● Exercise prompt
Your answer should consist of the lines holding "tree", copied from the material below.

● Extracted material
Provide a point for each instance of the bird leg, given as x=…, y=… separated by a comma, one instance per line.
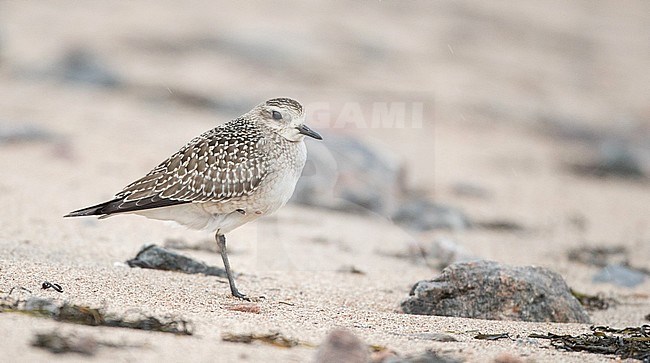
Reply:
x=221, y=242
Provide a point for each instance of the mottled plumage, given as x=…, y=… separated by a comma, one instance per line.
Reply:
x=225, y=177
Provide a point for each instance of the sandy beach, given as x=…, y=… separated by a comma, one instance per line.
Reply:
x=94, y=95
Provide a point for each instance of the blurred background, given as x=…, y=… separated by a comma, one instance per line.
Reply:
x=519, y=129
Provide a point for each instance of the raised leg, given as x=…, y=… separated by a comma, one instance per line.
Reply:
x=221, y=242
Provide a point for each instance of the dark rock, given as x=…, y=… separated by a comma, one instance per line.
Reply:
x=426, y=357
x=342, y=346
x=158, y=258
x=501, y=225
x=488, y=290
x=423, y=215
x=58, y=343
x=620, y=275
x=446, y=251
x=344, y=173
x=80, y=65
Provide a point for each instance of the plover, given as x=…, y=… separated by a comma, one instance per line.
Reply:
x=223, y=178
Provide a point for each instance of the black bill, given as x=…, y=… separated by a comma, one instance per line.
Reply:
x=303, y=129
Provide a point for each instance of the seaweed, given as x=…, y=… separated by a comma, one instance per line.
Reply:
x=627, y=343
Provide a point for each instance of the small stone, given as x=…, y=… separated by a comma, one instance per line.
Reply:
x=619, y=275
x=342, y=346
x=155, y=257
x=489, y=290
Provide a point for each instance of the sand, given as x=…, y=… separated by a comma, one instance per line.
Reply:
x=491, y=77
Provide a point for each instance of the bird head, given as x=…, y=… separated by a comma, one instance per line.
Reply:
x=285, y=117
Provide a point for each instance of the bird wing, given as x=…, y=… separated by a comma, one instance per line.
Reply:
x=219, y=165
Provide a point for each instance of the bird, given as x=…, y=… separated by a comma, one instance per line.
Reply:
x=224, y=178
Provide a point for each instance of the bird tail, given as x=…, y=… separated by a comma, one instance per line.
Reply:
x=95, y=210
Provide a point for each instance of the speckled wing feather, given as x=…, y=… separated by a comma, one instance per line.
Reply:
x=224, y=163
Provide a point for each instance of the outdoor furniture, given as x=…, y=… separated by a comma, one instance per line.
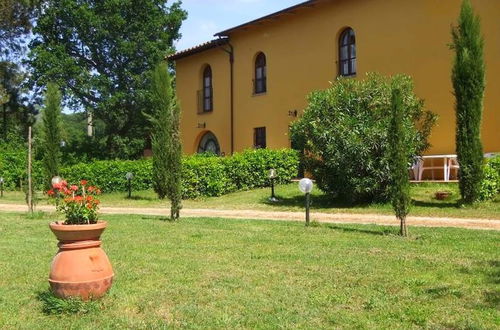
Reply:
x=448, y=162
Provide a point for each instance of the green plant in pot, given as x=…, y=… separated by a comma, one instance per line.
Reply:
x=80, y=268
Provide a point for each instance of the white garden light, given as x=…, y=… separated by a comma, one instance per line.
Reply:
x=272, y=177
x=129, y=176
x=305, y=186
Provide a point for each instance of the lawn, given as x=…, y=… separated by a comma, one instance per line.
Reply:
x=201, y=273
x=292, y=200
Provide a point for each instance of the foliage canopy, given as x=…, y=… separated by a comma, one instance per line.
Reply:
x=101, y=52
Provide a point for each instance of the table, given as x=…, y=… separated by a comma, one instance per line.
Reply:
x=449, y=162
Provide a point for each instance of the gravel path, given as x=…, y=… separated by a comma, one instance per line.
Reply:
x=484, y=224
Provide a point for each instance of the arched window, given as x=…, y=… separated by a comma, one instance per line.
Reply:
x=347, y=53
x=260, y=82
x=209, y=143
x=208, y=102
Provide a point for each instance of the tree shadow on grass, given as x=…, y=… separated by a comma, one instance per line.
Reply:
x=162, y=218
x=52, y=305
x=380, y=232
x=491, y=270
x=321, y=202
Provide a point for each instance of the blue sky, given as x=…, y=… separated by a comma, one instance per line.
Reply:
x=207, y=17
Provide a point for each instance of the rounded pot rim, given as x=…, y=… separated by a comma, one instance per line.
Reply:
x=59, y=226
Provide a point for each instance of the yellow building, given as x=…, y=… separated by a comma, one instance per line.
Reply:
x=244, y=88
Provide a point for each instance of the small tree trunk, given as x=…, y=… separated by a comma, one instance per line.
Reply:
x=403, y=229
x=30, y=183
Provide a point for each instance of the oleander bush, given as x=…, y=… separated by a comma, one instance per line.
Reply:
x=344, y=132
x=490, y=185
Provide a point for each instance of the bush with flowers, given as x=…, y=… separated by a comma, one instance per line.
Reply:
x=77, y=202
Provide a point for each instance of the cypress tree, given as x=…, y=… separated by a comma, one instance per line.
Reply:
x=51, y=133
x=468, y=79
x=165, y=139
x=400, y=187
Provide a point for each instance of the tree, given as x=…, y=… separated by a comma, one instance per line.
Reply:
x=468, y=77
x=344, y=134
x=100, y=53
x=51, y=133
x=165, y=139
x=400, y=183
x=18, y=108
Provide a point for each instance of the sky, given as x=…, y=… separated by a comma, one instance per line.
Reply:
x=207, y=17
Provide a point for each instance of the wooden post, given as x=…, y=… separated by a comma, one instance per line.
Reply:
x=30, y=183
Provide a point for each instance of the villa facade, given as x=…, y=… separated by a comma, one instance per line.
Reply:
x=244, y=88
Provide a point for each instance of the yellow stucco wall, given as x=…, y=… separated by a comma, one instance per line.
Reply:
x=392, y=36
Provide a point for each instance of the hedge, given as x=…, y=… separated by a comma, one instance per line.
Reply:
x=202, y=175
x=490, y=185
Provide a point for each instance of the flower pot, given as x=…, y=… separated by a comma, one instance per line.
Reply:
x=442, y=195
x=80, y=268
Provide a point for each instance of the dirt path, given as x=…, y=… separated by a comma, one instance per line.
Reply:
x=291, y=216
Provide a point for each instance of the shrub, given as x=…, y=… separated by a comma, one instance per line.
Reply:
x=109, y=175
x=344, y=132
x=201, y=175
x=14, y=165
x=490, y=185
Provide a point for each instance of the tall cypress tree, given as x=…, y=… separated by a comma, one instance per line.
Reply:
x=165, y=139
x=51, y=132
x=400, y=185
x=468, y=78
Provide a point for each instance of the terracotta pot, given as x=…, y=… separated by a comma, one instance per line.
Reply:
x=80, y=268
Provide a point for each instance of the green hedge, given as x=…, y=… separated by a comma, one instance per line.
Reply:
x=202, y=175
x=13, y=169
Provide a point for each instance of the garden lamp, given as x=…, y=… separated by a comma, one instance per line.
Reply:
x=56, y=180
x=305, y=186
x=129, y=176
x=272, y=176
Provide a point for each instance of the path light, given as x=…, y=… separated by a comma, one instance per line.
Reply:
x=129, y=176
x=272, y=177
x=305, y=186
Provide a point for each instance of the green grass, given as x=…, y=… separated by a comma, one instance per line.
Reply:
x=207, y=273
x=424, y=203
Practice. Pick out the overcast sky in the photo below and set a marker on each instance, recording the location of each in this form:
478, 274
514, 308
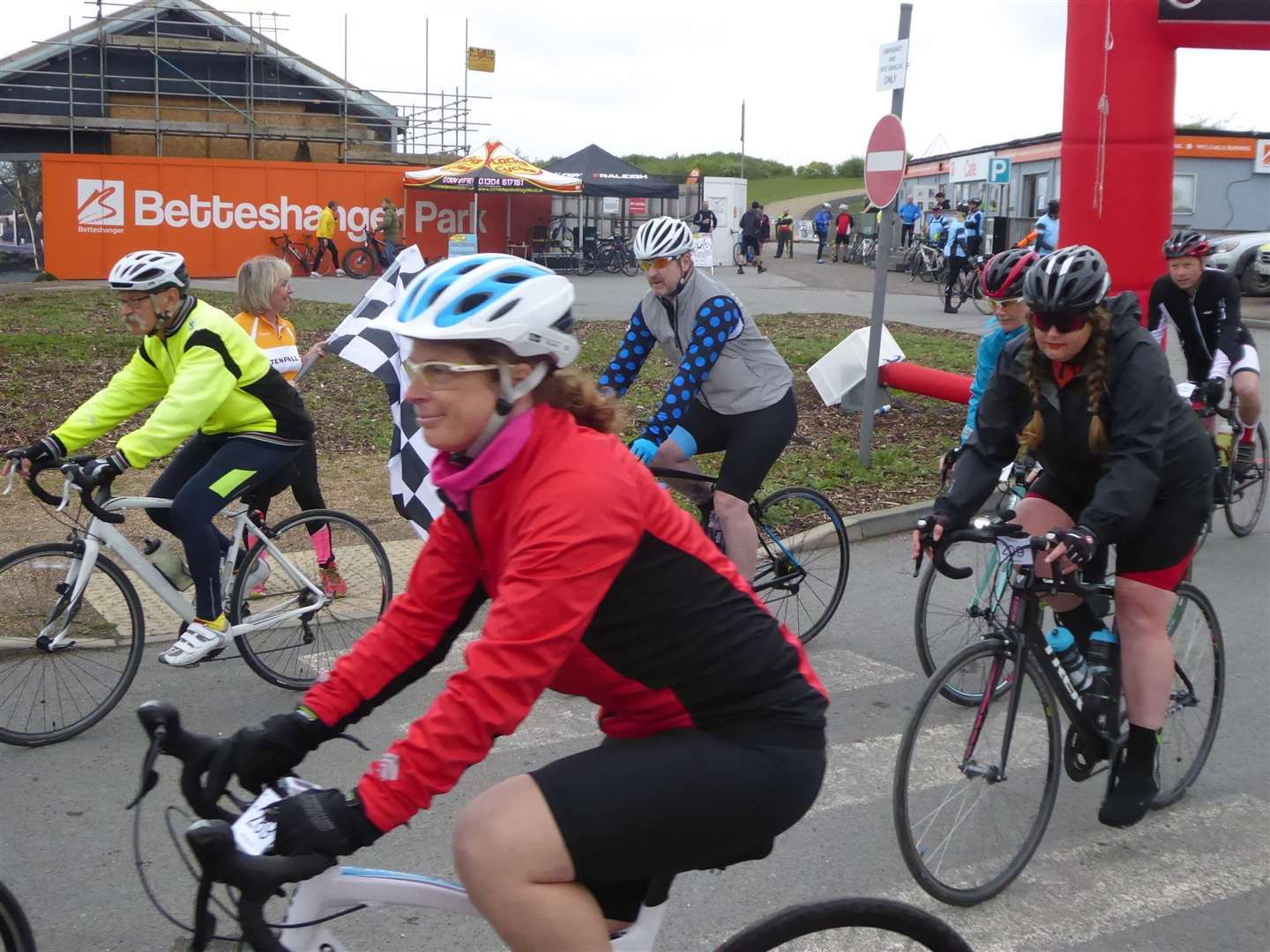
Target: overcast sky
666, 78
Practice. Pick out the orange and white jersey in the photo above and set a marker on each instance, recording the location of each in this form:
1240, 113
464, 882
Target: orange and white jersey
279, 346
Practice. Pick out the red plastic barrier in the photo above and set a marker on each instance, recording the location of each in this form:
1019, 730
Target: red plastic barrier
941, 385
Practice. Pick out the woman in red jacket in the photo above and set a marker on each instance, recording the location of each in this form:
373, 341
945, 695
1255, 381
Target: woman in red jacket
600, 585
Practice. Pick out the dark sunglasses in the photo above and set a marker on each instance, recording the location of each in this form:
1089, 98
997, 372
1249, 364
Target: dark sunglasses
1062, 323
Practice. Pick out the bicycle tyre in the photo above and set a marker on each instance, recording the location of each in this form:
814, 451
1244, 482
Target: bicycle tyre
358, 263
265, 648
852, 913
950, 733
88, 671
776, 559
1244, 525
16, 933
1175, 739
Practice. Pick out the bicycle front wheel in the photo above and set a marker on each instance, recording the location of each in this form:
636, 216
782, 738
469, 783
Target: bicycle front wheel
967, 822
346, 562
865, 925
49, 695
1246, 494
1195, 700
803, 559
14, 929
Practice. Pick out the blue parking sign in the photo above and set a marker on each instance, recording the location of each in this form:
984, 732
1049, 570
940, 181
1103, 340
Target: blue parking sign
998, 170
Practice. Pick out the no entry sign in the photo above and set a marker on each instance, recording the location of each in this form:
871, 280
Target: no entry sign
885, 161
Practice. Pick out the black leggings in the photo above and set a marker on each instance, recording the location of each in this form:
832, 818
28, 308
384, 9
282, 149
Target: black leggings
201, 480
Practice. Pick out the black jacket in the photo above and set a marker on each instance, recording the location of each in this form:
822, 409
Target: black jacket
1156, 443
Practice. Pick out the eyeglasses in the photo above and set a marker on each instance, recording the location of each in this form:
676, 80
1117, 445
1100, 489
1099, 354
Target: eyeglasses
646, 264
441, 375
1062, 323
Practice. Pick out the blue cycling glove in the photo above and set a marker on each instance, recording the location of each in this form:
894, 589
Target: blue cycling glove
644, 450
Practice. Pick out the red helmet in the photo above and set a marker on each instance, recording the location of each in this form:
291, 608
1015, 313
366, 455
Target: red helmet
1004, 274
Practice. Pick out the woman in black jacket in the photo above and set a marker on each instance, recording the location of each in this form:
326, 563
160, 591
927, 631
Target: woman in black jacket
1125, 462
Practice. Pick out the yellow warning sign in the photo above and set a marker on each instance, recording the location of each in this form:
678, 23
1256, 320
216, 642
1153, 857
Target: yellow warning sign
481, 60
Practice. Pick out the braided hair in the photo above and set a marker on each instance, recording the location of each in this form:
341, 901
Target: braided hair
1038, 367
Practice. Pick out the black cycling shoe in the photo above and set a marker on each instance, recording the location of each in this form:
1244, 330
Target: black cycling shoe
1132, 792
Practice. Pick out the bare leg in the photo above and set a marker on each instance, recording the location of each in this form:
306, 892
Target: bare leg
517, 870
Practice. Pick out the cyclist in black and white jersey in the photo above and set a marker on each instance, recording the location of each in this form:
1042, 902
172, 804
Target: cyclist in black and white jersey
732, 391
1203, 305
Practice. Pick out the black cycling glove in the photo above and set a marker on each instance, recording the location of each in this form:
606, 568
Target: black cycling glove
263, 755
320, 822
1082, 545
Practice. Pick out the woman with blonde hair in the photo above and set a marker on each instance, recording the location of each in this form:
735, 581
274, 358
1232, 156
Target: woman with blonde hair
1087, 391
265, 296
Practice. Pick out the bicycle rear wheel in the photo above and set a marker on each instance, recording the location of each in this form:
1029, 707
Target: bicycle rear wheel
358, 263
14, 929
866, 923
1244, 498
803, 559
292, 652
967, 829
48, 695
1198, 692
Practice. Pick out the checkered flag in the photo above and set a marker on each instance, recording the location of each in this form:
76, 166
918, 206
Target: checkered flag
378, 352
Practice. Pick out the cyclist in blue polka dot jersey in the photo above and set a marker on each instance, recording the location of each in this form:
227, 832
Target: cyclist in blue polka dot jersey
730, 391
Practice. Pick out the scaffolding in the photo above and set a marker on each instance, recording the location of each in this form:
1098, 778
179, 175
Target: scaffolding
184, 79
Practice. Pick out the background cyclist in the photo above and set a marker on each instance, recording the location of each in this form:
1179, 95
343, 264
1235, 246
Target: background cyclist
1125, 462
213, 385
730, 391
1203, 305
265, 297
601, 587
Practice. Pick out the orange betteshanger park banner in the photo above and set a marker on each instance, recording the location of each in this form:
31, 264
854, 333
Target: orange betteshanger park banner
215, 212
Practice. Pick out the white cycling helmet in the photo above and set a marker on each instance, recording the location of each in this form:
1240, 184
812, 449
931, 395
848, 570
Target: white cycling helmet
149, 271
489, 297
661, 238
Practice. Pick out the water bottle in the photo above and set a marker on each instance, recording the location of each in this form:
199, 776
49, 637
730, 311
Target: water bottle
1064, 645
1104, 649
715, 531
168, 562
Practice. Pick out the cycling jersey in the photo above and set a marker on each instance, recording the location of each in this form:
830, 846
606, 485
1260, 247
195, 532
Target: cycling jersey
602, 588
1208, 323
724, 361
279, 346
1156, 442
207, 376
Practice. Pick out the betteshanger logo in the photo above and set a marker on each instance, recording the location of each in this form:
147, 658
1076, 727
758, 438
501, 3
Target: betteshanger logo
101, 202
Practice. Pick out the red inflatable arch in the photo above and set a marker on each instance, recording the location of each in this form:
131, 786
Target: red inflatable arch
1117, 161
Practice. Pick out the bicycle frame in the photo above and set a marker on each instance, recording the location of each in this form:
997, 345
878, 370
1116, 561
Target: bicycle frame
343, 886
100, 534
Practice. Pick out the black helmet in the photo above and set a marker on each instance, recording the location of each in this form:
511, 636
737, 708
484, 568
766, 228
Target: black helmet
1073, 279
1188, 244
1004, 274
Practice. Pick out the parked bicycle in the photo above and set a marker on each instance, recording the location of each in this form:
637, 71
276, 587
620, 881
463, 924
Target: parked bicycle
325, 893
975, 784
72, 629
1241, 495
804, 555
297, 254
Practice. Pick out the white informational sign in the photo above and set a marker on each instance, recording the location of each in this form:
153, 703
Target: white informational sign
703, 250
969, 167
892, 65
1261, 160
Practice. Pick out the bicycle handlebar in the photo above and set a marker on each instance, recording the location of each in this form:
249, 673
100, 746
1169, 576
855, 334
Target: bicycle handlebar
211, 838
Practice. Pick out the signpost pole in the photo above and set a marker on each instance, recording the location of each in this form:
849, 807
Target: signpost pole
883, 264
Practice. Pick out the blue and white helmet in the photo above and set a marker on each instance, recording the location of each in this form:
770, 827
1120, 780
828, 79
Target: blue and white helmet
489, 297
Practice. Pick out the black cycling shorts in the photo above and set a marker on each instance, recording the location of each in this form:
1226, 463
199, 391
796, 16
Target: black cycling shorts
1168, 536
632, 810
753, 441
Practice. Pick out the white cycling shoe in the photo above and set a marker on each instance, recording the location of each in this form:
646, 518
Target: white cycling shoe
196, 643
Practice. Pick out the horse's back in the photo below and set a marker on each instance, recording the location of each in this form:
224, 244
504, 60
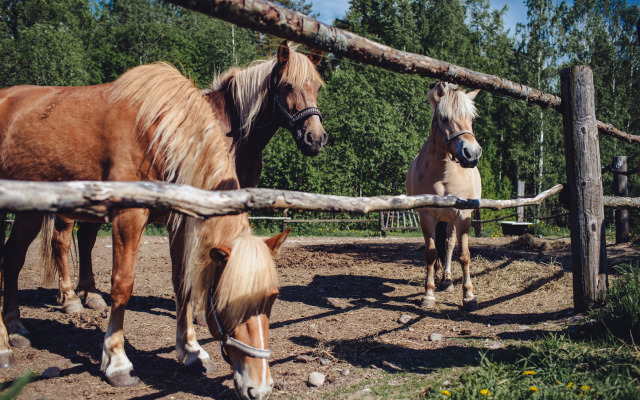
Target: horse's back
60, 133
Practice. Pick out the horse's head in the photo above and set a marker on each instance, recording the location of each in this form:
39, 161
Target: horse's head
453, 113
239, 307
295, 107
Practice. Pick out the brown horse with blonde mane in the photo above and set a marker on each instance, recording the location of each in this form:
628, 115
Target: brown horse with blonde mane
249, 112
153, 124
446, 165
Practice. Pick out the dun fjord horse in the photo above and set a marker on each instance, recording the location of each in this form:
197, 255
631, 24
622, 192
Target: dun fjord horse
153, 124
446, 165
249, 110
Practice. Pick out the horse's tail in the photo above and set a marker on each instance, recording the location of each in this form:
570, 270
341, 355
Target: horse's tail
46, 251
441, 241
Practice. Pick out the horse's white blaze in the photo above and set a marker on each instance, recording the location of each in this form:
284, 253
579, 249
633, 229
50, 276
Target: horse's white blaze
264, 362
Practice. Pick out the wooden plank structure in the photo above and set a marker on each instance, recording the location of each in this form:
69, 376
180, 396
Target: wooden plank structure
586, 210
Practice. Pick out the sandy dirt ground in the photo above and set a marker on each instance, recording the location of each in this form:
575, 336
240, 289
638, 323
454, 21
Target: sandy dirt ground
338, 313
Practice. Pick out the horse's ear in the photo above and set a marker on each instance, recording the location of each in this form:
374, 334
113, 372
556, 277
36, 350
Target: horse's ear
275, 242
283, 53
472, 95
315, 56
220, 254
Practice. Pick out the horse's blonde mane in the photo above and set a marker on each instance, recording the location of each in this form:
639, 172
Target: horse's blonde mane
246, 281
186, 135
454, 104
249, 86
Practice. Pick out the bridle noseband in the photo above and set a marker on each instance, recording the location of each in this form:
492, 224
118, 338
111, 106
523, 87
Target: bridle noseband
229, 341
282, 117
448, 139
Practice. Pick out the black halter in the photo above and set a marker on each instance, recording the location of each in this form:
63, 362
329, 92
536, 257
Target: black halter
282, 117
448, 139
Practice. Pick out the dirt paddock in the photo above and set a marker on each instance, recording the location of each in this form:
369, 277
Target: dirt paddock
338, 314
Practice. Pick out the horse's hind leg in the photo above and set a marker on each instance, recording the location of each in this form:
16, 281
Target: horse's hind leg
447, 283
6, 354
86, 289
61, 243
428, 226
189, 350
25, 229
469, 301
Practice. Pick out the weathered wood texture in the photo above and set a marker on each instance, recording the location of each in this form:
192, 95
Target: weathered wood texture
586, 212
270, 18
97, 198
620, 189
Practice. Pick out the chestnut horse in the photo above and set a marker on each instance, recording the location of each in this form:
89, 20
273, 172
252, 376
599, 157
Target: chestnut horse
153, 124
446, 165
250, 112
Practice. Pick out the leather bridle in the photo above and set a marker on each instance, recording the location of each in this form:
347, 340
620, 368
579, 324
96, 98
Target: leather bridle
227, 340
448, 139
282, 117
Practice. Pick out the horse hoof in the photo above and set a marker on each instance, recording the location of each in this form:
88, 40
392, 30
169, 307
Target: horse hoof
470, 305
7, 360
95, 301
428, 303
447, 285
19, 341
123, 379
199, 366
73, 307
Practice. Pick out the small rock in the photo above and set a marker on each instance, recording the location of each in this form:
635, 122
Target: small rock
304, 358
51, 372
435, 337
316, 379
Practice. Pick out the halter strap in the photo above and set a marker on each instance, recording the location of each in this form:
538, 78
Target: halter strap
227, 340
448, 139
282, 117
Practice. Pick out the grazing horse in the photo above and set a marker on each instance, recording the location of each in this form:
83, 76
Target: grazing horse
446, 165
249, 111
153, 124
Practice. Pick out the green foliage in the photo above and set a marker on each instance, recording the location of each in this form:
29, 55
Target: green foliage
620, 314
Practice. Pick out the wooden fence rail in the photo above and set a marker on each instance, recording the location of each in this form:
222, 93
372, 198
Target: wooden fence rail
98, 198
270, 18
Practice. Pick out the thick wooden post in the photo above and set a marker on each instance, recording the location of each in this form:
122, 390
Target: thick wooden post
586, 213
520, 194
620, 189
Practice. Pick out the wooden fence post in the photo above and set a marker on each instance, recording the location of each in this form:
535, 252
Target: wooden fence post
586, 213
520, 194
620, 189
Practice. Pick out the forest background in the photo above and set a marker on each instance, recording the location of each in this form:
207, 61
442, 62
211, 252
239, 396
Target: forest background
377, 120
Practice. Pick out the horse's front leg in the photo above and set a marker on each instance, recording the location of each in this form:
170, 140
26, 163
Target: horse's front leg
469, 301
86, 289
428, 225
61, 243
190, 353
447, 282
128, 227
24, 231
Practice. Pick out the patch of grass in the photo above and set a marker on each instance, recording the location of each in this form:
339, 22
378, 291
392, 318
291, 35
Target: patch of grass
552, 368
620, 314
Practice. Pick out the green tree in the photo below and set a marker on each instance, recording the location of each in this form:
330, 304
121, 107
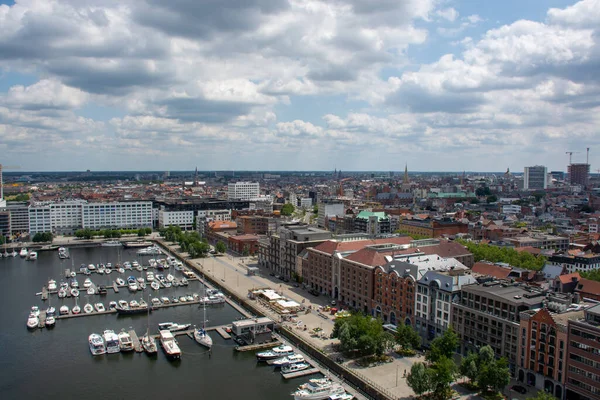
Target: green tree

● Exercise result
Provide a point for each instance of the tree shadow on grass, given as x=…, y=… separated by a comma, one instance per line.
Provide a point for each instance of the small tree trunk, given as x=…, y=… separated by a comma, one instance per line.
Provide a point for each instance of the cypress tree, given as x=…, y=… separated by a comma, one instance per line.
Provide a point for each instance of the tree, given as x=…, y=… separated by a comma, one instance per line.
Provide a point for each instance of the tall cypress tree, given as x=…, y=… separated by a comma, one instance per line.
Practice. Pick out the green tree in the photo below and set a marker on each instance, recording the location of each in this form:
Target: green tree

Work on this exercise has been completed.